**Given problem**
Transcribe the rows below, beginning at the very first one and stopping after the line that contains "xmin=309 ymin=154 xmax=378 ymax=175", and leave the pictures out of your answer.

**Raw data**
.....
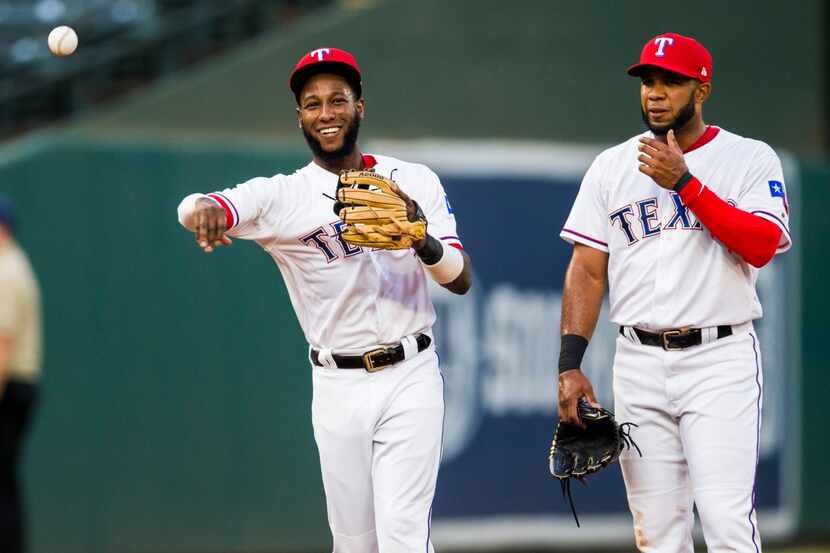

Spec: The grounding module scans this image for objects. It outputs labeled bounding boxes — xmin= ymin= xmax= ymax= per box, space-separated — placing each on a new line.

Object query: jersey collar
xmin=683 ymin=125 xmax=720 ymax=154
xmin=309 ymin=154 xmax=378 ymax=175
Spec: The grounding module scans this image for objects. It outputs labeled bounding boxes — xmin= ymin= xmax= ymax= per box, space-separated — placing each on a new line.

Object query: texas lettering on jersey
xmin=608 ymin=194 xmax=703 ymax=246
xmin=299 ymin=219 xmax=363 ymax=263
xmin=179 ymin=156 xmax=461 ymax=351
xmin=560 ymin=127 xmax=791 ymax=330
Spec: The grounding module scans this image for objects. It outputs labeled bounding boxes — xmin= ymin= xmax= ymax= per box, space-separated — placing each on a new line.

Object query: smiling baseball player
xmin=179 ymin=48 xmax=472 ymax=553
xmin=559 ymin=33 xmax=791 ymax=553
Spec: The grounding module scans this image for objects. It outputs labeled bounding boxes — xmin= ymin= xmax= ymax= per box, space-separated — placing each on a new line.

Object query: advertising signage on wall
xmin=376 ymin=142 xmax=797 ymax=547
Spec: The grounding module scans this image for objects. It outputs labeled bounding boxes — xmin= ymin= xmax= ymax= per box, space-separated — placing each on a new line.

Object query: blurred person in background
xmin=0 ymin=199 xmax=41 ymax=553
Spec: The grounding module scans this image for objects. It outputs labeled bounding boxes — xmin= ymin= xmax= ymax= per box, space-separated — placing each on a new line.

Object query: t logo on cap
xmin=308 ymin=48 xmax=331 ymax=61
xmin=654 ymin=36 xmax=674 ymax=58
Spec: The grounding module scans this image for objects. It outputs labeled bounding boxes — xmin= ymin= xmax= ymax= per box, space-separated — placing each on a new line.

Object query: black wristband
xmin=673 ymin=171 xmax=694 ymax=194
xmin=559 ymin=334 xmax=588 ymax=374
xmin=415 ymin=234 xmax=444 ymax=265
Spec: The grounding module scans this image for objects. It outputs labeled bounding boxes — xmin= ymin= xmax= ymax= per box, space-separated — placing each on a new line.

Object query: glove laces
xmin=559 ymin=422 xmax=643 ymax=528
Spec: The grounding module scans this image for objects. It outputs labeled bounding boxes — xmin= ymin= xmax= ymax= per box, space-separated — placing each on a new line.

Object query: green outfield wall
xmin=73 ymin=0 xmax=830 ymax=154
xmin=0 ymin=135 xmax=830 ymax=553
xmin=0 ymin=137 xmax=330 ymax=553
xmin=795 ymin=163 xmax=830 ymax=536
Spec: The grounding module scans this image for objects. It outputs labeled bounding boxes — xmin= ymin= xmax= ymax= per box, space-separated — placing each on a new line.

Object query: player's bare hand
xmin=193 ymin=198 xmax=233 ymax=253
xmin=559 ymin=369 xmax=600 ymax=428
xmin=637 ymin=130 xmax=689 ymax=190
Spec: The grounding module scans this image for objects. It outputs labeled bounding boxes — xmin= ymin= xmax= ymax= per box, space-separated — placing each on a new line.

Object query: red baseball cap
xmin=627 ymin=33 xmax=712 ymax=83
xmin=288 ymin=48 xmax=363 ymax=103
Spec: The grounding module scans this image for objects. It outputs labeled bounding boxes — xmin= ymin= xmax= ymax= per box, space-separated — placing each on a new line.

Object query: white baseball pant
xmin=614 ymin=323 xmax=763 ymax=553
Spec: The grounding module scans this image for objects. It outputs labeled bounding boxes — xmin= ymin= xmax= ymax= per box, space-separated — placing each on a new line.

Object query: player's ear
xmin=695 ymin=83 xmax=712 ymax=104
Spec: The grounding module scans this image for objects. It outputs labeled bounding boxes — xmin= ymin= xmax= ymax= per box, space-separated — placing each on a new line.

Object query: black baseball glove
xmin=548 ymin=398 xmax=643 ymax=526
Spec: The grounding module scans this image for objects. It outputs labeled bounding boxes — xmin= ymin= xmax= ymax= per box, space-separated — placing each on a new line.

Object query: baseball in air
xmin=49 ymin=25 xmax=78 ymax=56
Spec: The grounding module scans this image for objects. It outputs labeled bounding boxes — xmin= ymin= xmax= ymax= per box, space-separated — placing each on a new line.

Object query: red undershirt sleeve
xmin=680 ymin=177 xmax=781 ymax=268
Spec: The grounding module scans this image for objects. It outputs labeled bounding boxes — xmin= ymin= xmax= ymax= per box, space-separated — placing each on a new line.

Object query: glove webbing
xmin=559 ymin=422 xmax=643 ymax=528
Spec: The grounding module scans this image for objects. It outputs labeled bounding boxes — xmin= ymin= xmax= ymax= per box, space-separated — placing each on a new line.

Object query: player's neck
xmin=656 ymin=117 xmax=706 ymax=152
xmin=314 ymin=146 xmax=363 ymax=175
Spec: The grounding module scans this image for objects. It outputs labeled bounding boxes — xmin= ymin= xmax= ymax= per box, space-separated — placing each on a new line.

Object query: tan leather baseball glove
xmin=334 ymin=171 xmax=427 ymax=250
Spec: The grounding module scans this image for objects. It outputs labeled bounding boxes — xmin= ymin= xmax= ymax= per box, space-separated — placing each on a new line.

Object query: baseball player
xmin=178 ymin=48 xmax=472 ymax=553
xmin=0 ymin=199 xmax=42 ymax=553
xmin=559 ymin=33 xmax=791 ymax=553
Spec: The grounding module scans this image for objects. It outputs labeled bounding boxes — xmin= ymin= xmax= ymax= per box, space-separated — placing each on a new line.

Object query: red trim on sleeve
xmin=680 ymin=177 xmax=781 ymax=268
xmin=208 ymin=194 xmax=233 ymax=229
xmin=363 ymin=154 xmax=378 ymax=169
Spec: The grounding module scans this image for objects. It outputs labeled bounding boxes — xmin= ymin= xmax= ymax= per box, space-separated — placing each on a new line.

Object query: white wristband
xmin=424 ymin=242 xmax=464 ymax=284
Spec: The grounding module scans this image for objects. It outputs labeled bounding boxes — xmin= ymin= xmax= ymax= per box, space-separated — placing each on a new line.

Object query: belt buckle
xmin=660 ymin=326 xmax=692 ymax=351
xmin=363 ymin=348 xmax=392 ymax=373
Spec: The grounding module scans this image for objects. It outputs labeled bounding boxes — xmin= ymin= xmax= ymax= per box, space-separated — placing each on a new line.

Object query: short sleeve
xmin=419 ymin=167 xmax=464 ymax=249
xmin=559 ymin=153 xmax=608 ymax=253
xmin=737 ymin=143 xmax=792 ymax=253
xmin=179 ymin=175 xmax=280 ymax=240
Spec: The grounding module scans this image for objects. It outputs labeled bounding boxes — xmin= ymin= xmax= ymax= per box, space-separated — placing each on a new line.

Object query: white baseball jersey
xmin=179 ymin=155 xmax=461 ymax=353
xmin=560 ymin=127 xmax=791 ymax=330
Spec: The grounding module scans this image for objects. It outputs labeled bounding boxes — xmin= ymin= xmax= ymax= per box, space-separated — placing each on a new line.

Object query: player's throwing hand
xmin=559 ymin=369 xmax=600 ymax=428
xmin=191 ymin=198 xmax=232 ymax=253
xmin=637 ymin=130 xmax=689 ymax=190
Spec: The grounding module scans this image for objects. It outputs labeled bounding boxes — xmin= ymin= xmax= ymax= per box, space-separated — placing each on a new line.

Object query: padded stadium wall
xmin=0 ymin=135 xmax=830 ymax=553
xmin=76 ymin=0 xmax=830 ymax=155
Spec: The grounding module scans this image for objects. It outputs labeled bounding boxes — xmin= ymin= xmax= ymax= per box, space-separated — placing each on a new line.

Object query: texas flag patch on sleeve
xmin=769 ymin=180 xmax=790 ymax=214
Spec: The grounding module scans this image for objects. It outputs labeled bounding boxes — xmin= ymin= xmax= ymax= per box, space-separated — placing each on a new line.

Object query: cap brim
xmin=625 ymin=63 xmax=700 ymax=80
xmin=288 ymin=62 xmax=363 ymax=98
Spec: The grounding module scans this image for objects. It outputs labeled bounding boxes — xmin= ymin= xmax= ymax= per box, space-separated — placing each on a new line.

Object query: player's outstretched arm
xmin=559 ymin=244 xmax=608 ymax=426
xmin=179 ymin=196 xmax=233 ymax=253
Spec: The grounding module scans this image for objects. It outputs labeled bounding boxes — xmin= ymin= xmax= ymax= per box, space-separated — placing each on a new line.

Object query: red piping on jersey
xmin=208 ymin=194 xmax=233 ymax=229
xmin=680 ymin=177 xmax=782 ymax=268
xmin=362 ymin=154 xmax=378 ymax=169
xmin=562 ymin=227 xmax=608 ymax=248
xmin=683 ymin=125 xmax=720 ymax=154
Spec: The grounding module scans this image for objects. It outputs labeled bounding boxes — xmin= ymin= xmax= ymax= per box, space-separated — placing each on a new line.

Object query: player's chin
xmin=648 ymin=118 xmax=674 ymax=134
xmin=317 ymin=133 xmax=343 ymax=154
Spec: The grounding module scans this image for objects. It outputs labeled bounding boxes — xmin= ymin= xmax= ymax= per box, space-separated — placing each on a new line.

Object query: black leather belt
xmin=311 ymin=334 xmax=432 ymax=373
xmin=620 ymin=325 xmax=732 ymax=351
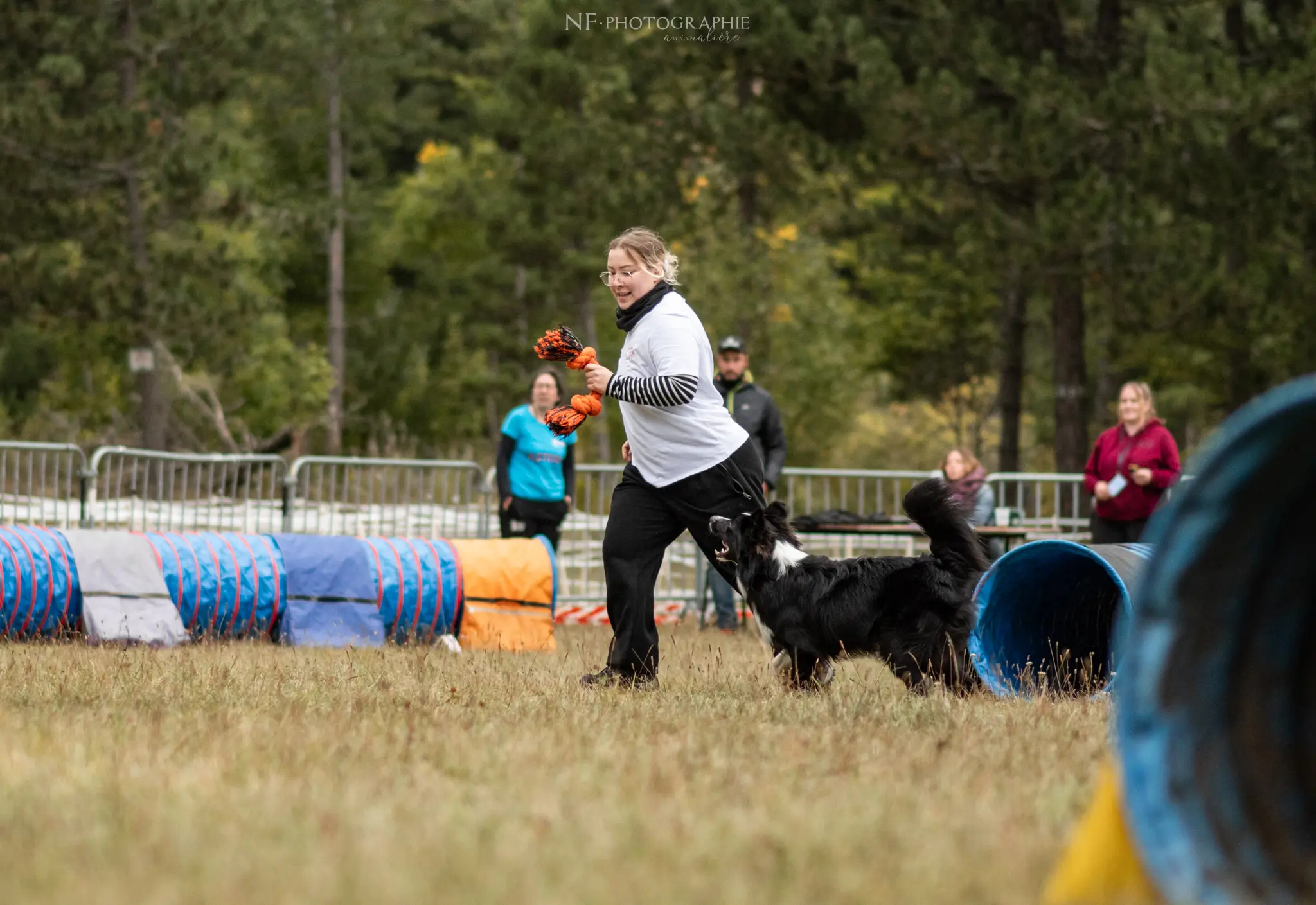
.....
**Solved problem**
Spec: The grounding module scans this image for objects. It outputs labeled bounding boxes — xmin= ymin= xmax= ymax= per box, space-separated — placing each on a new line.

Object query: jersey collar
xmin=683 ymin=125 xmax=720 ymax=154
xmin=309 ymin=154 xmax=378 ymax=175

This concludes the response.